Pois bem, mas a afirmação acima não passou incólume. O que ocorreu depois dela foi que “em quatro milhões de lares, sete milhões de londrinos passavam por uma crise psicótica de identidade. Estavam impedidos de saber sobre o destino da Inglaterra, da Europa, e do resto do mundo. Duvidavam do próprio governo, da própria sociedade. Desconfiavam da identidade de seus amigos e chefes”. O tumulto teve como motivo, não a frase, mas aquele que a proferiu: um macaco de 150 quilos!

A discussão sobre fronteiras é apenas uma das que está presente em A mulher e o macaco, ficção publicada originalmente em 1996. Há, inclusive, textos acadêmicos que discutem lado a lado essa obra e alguns trabalhos da área de estudos culturais, como os de Donna Haraway.

O autor dinamarquês Peter Hoeg (leia matéria do Times sobre o autor), caracterizado pela imprensa por seus longos momentos de reclusão, ficou mais conhecido por Smilla's sense of snow (1992), adaptado para o cinema (Mistério na neve em português) em 1997. Assim como em vários de seus outros livros, Hoeg também inclui em A mulher e o macaco um questionamento do modo de vida das classes mais abastadas na Dinamarca e na Inglaterra. Mas aqui, além de sinalizar o conservadorismo de colégios internos, a frieza de relações pessoais, ou a futilidade que se mescla com lençóis de cetim, o autor também usa essas classes para simbolizar a civilização e a cultura.

É desse universo que provém a alcoólatra Madeleine. Ela é casada com um famoso cientista britânico Adam Burden, que também é apresentado no livro com todos os traços civilizados que se contrapõe aos do selvagem macaco, que ironicamente é chamado Erasmus, como o humanista Desiderius Erasmus Roterodamus do século XVI.

Tudo começa quando esse macaco aparece em Londres, vítima do tráfico de animais, e é aprisionado na casa dos Burden. Mas este não é um macaco qualquer, mas um antropóide extremamente inteligente que representa para Adam uma descoberta que o fará alcançar novos postos na sua carreira além de um tesouro para o zoológico que está prestes a dirigir.

A presença do macaco na casa, muda os hábitos de Madeleine, que passa a preocupar-se com ele e resolve trocar a empreitada alcoólica pela salvação do animal. Este é o ponto de partida para que toda a relação e a definição humano/animal passe a ser questionada. É em relação à visão do homem como forma mais inteligente da evolução que Hoeg coloca, por exemplo, o tráfico de animais, a exibição de animais em zoológicos, os matadouros, as experiências científicas com animais, o desenvolvimento da ciência e da tecnologia.

A salvação de Erasmus representa para Madeleine sua própria transformação, sua “humanização”, sua recuperação do vício. Ela se agarra a essa causa e ajuda o macaco a fugir.

= = = = = = =

Instruções das tarefas -
1 > De acordo com o texto sobre A mulher e o macaco, em que ano essa ficção foi publicada originalmente?
2 > Dê continuidade ao texto sobre A mulher e o macaco a partir da última frase apresentada.
Os registros não têm relação com o texto sobre A mulher e o macaco.

Dados fornecidos -
= = = = = = =

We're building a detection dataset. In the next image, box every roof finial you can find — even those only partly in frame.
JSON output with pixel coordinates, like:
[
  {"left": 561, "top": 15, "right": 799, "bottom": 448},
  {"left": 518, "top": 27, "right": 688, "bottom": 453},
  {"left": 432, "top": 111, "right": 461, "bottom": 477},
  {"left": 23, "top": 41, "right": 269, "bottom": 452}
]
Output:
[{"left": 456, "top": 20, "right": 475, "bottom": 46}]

= = = = = = =

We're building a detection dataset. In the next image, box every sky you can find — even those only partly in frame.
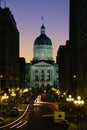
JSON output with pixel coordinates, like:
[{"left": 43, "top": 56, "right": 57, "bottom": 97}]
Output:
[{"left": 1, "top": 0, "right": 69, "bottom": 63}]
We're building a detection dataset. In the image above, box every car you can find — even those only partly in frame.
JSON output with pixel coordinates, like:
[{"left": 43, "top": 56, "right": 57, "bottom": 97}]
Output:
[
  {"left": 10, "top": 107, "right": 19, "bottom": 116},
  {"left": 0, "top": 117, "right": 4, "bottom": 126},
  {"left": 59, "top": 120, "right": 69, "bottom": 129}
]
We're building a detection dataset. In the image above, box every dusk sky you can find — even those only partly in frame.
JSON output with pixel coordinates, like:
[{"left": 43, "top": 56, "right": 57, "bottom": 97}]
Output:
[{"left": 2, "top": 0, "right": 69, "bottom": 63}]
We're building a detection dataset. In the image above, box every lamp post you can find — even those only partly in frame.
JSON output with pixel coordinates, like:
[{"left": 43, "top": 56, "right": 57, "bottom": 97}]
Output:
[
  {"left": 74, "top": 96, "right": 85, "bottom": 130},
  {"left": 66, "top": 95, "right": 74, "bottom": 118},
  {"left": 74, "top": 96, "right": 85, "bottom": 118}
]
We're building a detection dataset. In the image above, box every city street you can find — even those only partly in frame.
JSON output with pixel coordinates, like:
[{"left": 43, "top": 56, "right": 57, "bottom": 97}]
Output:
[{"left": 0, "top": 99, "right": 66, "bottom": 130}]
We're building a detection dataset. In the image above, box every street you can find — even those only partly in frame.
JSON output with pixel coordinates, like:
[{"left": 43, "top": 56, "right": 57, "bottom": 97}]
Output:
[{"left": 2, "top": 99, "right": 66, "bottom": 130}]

= = = = = = =

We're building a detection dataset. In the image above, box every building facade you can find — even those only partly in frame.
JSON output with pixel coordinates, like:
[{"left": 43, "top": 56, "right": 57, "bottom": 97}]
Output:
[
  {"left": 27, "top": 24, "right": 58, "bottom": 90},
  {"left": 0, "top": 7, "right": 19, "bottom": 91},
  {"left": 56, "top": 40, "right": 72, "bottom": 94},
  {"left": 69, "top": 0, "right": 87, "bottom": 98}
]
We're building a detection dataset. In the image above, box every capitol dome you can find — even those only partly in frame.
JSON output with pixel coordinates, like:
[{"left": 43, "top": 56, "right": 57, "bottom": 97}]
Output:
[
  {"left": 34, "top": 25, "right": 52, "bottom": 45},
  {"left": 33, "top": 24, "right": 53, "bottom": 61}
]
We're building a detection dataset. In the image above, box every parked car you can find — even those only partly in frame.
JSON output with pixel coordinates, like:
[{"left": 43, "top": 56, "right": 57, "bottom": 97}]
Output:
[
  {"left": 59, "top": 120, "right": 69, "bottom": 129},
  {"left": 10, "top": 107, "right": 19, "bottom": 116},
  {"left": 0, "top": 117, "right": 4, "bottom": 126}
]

= = = = = = =

As respostas -
1 > Em 1996.

2 >
Durante a fuga, a relação entre homem dominante e animal dominado vai lentamente se desfazendo. Há momentos que parece que quem guia o rumo da fuga é ela, em outros momentos, ele. Juntos atravessam rapidamente Londres e olham a cidade como quem não participa daquele lugar e notam que ninguém os vê, porque a maior parte das pessoas está imersa nos próprios problemas trazidos pela civilização. Nessas passagens e no momento em que os dois passam a viver numa floresta, há sim um quê de crítica à civilização, e à sociedade. Uma forma de resgate do que fomos antes de nos tornarmos “civilizados”. Durante o tempo que permanecem juntos eles aprendem um com o outro. Madeleine, por exemplo, ensina Erasmus a falar, a se colocar de pé. Enquanto ele ensina-a a locomover-se de forma ágil em quatro patas e a se firmar num galho. Aos poucos eles estão tão misturados que não se pode mesmo saber aonde começa o humano e começa o animal. E essa mistura é intensa ao ponto de mulher e macaco apaixonarem-se e tornarem-se amantes.

Da mesma forma como, gradativamente, o autor nos mostra esse híbrido Madeleine/Erasmus, também apresenta dicas da inteligência do macaco. Inicialmente, ele é apresentado como um animal dotado de uma inteligência quase humana, depois humana e, por fim, superior à humana. O ponto alto do livro se dá com a frase proferida por Erasmus, que abriu este texto. Ela é dita num evento do zoológico, diante de cientistas, da imprensa e de políticos. E em meio a platéia vão surgindo outros Erasmus que já conviviam com os “humanos”, sem que estes se dessem conta.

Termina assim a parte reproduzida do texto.